═══ 本文抜粋 ═══

製造方法についての自主点検では、ラインごとに承認書と製品標準書、製造記録書との比較を行い、統一のフローチャートに基づき相違や食い違い、逸脱がないかの判断を行う。

 承認書の「規格及び試験方法欄」や「別紙規格欄」については、業界標準となる点検フローチャートの作成を検討しており、当該欄に記載の内容と製品標準書、試験手順書、試験記録書との比較、整合を確認することに留意する。

 また、製造業者の製造・試験担当者に対し第三者や監査能力のある人がヒアリングを実施し、手順書からの逸脱が恒常的に行われていないかなどの確認を行う。自主点検期間の終了となる10月末までに製造がない品目に関しては、いったんヒアリングを実施し、次回製造時に必ず実施するよう通知するとした。

 日本医師会常任理事の宮川政昭氏は、後発薬の製造を巡る一連の不適切事案と今回の自主点検実施の報告を受けて「責任者が見えてこない」と指摘。点検内容を鑑みても「責任の所在があいまい」だと苦言を呈した。

 これに対し、厚労省の担当者は「薬機法の制度の中で考えた場合には製造販売業者に責任があると言える」とし、製造に関して不備があるのであれば製造販売業者が責任をもって行政に相談し、薬務上の必要な措置を講じるべきだとしたと述べた。一方で、「日薬連の責任は非常に重い」とし、今回の自主点検を円滑に進める必要があるとの考えも示した。

═══

## 課題
本文のうち「これに対し、厚労省の担当者は」を含む語句から書き始め、「必要があるとの考えも示した。」まで書いたら止めて、その範囲を一字も変えずに書き写すこと。 この後の項目は、本文とは関係のない別の資料である。

═══ データセット項目 ═══

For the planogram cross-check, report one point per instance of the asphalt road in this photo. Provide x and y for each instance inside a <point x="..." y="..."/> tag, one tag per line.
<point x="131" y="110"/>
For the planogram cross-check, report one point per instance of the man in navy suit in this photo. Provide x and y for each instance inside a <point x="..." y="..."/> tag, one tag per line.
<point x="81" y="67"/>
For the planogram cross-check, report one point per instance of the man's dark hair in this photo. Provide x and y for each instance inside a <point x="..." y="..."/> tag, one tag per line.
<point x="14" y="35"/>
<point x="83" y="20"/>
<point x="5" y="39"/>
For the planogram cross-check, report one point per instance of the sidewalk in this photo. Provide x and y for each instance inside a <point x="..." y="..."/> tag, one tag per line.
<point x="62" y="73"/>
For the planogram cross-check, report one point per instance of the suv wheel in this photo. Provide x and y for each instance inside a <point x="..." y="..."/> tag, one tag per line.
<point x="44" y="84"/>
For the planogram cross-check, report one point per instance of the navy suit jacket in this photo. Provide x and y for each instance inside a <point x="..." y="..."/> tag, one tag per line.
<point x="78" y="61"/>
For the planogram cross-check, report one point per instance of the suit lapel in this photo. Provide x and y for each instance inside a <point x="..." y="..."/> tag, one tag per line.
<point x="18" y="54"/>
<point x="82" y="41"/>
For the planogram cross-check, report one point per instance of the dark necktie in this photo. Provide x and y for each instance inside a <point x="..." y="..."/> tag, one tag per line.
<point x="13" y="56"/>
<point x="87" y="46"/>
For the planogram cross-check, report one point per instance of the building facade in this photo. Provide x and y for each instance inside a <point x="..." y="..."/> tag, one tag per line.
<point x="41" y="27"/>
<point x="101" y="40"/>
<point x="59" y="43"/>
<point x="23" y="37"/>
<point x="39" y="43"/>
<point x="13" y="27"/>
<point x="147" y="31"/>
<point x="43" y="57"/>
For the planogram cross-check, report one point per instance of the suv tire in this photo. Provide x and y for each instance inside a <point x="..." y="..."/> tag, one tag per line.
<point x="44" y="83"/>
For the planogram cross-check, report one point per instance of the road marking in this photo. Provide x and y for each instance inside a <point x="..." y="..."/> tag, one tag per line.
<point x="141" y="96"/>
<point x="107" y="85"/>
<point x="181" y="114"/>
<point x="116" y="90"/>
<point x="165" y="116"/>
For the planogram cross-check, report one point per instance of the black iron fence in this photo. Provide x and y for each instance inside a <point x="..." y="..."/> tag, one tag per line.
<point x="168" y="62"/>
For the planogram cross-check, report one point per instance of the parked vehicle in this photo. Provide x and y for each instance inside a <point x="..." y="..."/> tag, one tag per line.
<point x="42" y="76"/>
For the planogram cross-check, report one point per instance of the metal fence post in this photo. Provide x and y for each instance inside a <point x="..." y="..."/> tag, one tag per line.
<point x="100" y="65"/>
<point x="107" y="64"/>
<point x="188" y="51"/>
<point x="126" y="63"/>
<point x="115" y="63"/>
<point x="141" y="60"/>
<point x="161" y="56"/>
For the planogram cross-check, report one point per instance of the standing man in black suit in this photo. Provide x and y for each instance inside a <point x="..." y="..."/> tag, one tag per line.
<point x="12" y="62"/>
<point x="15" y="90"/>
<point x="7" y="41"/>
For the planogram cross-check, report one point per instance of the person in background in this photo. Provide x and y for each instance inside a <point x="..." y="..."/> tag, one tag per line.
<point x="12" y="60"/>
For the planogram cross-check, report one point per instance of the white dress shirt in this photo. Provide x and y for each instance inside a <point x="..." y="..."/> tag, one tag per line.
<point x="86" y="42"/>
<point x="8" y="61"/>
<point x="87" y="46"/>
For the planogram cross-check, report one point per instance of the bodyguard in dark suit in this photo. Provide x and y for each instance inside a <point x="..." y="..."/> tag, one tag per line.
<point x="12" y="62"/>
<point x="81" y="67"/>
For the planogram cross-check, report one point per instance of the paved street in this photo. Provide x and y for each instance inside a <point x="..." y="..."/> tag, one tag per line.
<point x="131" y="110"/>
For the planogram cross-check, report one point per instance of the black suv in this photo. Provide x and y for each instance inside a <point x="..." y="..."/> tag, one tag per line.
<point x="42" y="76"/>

═══

## 解答
これに対し、厚労省の担当者は「薬機法の制度の中で考えた場合には製造販売業者に責任があると言える」とし、製造に関して不備があるのであれば製造販売業者が責任をもって行政に相談し、薬務上の必要な措置を講じるべきだとしたと述べた。一方で、「日薬連の責任は非常に重い」とし、今回の自主点検を円滑に進める必要があるとの考えも示した。